* Aim of the task *
Rewrite the entries below, replacing every "example output" with "sample output" and leaving everything else as it stands.

* Data provided *

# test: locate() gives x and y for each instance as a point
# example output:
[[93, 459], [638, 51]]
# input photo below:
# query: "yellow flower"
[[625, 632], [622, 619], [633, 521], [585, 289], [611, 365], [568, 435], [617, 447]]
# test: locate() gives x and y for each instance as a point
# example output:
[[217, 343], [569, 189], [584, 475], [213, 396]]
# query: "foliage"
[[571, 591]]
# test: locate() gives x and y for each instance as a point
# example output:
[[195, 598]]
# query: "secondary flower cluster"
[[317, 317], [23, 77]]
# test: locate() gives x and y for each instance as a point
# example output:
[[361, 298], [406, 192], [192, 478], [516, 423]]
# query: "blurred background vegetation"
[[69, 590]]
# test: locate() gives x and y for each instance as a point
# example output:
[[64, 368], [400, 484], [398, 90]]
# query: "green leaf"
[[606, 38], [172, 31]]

* Solution for this problem *
# test: locate() gives x and y for each instance as a point
# sample output:
[[93, 459], [638, 51]]
# input photo below:
# query: "yellow flower"
[[625, 632], [622, 619], [633, 521], [585, 289], [611, 365], [568, 435], [617, 447]]
# test: locate() gives x and y for each instance as a point
# sample output:
[[217, 343], [569, 189], [584, 475], [213, 396]]
# query: "foliage"
[[571, 591]]
# test: locate() gives x and y for each instance as a point
# sample output:
[[195, 598]]
# query: "secondary flower cluster"
[[317, 317], [23, 77]]
# test: locate() gives x and y for each instance as a point
# sample output:
[[361, 298], [406, 192], [192, 478], [516, 423]]
# query: "blurred background vegetation"
[[69, 590]]
# test: locate() gives x and y for each instance as a point
# sample output:
[[64, 368], [400, 484], [398, 90]]
# query: "green leaf"
[[606, 38], [172, 31]]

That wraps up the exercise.